Assignment>
Reproduce the text on the lawsuit against the California Department of Corrections and Rehabilitation word for word, in full.
BEGIN Exercise text
The California Department of Corrections and Rehabilitation was recently sued by a woman’s rights advocacy group that disagrees with a new law known as the Transgender Respect, Agency, and Dignity Act.
The California Department of Corrections and Rehabilitation recently came under fire in a lawsuit filed by the Women’s Liberation Front, a feminist advocacy organization. The suit argues the agency placed “female prisoners at risk by housing biological males in women’s prisons.” The suit further claims the agency “is violating the First, Eighth and 14th amendments with a new law known as the Transgender Respect, Agency, and Dignity Act, or SB 132.” Specifically, the suit says “the law cannot be applied in any manner that avoids violating the federal and state constitutional rights of the plaintiffs.”
The lawsuit was filed in U.S. District Court for the Eastern District of California and names the California Department of Corrections and Rehabilitation, Corrections Secretary Kathleen Allison, and wardens Michael Pallares and Mona Houston as defendants.
One of the plaintiffs is Krystal Gonzalez. She claims she was “sexually assaulted by a biological male who was transferred to Central California Women’s Facility under the law.” When she filed a complaint and asked to be housed away from biological males, the prison responded by calling “her alleged attacker a transgender woman with a penis.” The suit states:
“Krystal does not believe that women have penises and the psychological distress caused by her assault is exacerbated by the prison’s refusal to acknowledge the sex of her perpetrator.”
END Exercise text
BEGIN Exercise data
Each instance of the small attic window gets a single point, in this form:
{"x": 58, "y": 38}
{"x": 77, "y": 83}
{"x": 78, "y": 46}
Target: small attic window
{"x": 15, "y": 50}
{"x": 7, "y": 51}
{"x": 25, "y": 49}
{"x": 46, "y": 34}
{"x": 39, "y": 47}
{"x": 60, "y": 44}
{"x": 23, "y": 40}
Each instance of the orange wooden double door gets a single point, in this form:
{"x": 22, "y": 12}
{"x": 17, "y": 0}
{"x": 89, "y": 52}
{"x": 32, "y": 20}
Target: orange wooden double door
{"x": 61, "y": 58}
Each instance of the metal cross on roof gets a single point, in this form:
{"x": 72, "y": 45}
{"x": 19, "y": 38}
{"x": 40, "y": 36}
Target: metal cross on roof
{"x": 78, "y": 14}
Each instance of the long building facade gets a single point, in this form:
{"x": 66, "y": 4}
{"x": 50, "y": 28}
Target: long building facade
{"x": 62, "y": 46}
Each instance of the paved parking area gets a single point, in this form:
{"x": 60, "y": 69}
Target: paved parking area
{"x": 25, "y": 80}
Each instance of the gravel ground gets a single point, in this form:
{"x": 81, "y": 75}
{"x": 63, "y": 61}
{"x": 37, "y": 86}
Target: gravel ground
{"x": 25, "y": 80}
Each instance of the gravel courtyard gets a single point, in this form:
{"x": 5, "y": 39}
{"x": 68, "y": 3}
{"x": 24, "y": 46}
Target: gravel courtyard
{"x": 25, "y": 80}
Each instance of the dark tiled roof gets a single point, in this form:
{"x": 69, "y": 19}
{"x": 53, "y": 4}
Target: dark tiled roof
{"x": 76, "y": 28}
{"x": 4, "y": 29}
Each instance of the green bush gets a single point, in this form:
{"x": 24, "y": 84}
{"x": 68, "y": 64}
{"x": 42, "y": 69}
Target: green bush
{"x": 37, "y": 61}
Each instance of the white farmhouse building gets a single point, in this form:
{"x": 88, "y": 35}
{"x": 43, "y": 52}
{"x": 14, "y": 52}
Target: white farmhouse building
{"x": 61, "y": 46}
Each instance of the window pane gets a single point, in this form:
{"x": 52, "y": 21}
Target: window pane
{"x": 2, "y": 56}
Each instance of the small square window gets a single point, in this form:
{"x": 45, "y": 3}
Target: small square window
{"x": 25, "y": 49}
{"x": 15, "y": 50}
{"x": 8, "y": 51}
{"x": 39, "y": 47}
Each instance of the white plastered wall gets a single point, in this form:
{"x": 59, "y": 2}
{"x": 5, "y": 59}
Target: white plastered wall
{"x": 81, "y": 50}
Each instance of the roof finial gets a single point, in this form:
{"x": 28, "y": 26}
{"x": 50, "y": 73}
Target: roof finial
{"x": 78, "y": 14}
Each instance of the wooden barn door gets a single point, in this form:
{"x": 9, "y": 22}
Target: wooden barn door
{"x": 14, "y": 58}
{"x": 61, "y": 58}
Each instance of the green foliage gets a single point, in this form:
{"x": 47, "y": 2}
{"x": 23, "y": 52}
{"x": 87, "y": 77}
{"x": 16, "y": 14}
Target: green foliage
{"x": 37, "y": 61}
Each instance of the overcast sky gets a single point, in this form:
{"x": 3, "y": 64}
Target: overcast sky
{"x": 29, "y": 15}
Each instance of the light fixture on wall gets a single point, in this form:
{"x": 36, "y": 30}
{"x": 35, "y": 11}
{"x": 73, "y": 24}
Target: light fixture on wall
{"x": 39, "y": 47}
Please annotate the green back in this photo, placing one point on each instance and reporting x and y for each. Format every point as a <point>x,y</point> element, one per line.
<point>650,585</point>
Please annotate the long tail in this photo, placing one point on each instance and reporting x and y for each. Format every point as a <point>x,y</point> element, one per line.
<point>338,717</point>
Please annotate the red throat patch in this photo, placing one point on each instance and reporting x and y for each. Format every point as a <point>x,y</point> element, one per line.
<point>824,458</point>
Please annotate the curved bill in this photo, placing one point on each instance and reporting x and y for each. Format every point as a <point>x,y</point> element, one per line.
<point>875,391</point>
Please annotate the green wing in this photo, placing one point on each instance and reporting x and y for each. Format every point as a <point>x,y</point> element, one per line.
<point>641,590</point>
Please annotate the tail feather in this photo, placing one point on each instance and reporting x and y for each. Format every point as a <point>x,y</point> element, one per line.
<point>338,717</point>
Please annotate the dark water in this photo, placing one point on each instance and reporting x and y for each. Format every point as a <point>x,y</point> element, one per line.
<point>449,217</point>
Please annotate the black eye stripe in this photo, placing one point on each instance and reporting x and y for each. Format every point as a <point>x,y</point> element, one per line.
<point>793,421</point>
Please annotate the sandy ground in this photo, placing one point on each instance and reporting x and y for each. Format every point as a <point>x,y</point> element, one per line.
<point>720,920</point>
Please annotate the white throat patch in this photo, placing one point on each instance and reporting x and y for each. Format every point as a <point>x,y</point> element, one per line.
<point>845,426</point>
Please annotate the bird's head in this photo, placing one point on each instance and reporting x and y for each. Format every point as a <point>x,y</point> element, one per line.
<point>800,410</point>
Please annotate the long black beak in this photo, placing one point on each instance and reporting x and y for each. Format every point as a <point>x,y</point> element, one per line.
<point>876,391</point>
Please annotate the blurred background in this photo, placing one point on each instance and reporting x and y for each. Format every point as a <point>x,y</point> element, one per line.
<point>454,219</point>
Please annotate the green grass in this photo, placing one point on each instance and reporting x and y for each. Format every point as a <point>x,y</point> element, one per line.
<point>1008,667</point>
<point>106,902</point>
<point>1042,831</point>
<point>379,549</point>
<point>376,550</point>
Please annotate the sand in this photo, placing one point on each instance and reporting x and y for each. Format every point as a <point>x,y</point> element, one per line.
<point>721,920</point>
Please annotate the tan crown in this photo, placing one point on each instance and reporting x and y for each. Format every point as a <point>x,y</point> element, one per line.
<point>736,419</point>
END Exercise data
Result of the task>
The California Department of Corrections and Rehabilitation was recently sued by a woman’s rights advocacy group that disagrees with a new law known as the Transgender Respect, Agency, and Dignity Act.
The California Department of Corrections and Rehabilitation recently came under fire in a lawsuit filed by the Women’s Liberation Front, a feminist advocacy organization. The suit argues the agency placed “female prisoners at risk by housing biological males in women’s prisons.” The suit further claims the agency “is violating the First, Eighth and 14th amendments with a new law known as the Transgender Respect, Agency, and Dignity Act, or SB 132.” Specifically, the suit says “the law cannot be applied in any manner that avoids violating the federal and state constitutional rights of the plaintiffs.”
The lawsuit was filed in U.S. District Court for the Eastern District of California and names the California Department of Corrections and Rehabilitation, Corrections Secretary Kathleen Allison, and wardens Michael Pallares and Mona Houston as defendants.
One of the plaintiffs is Krystal Gonzalez. She claims she was “sexually assaulted by a biological male who was transferred to Central California Women’s Facility under the law.” When she filed a complaint and asked to be housed away from biological males, the prison responded by calling “her alleged attacker a transgender woman with a penis.” The suit states:
“Krystal does not believe that women have penises and the psychological distress caused by her assault is exacerbated by the prison’s refusal to acknowledge the sex of her perpetrator.”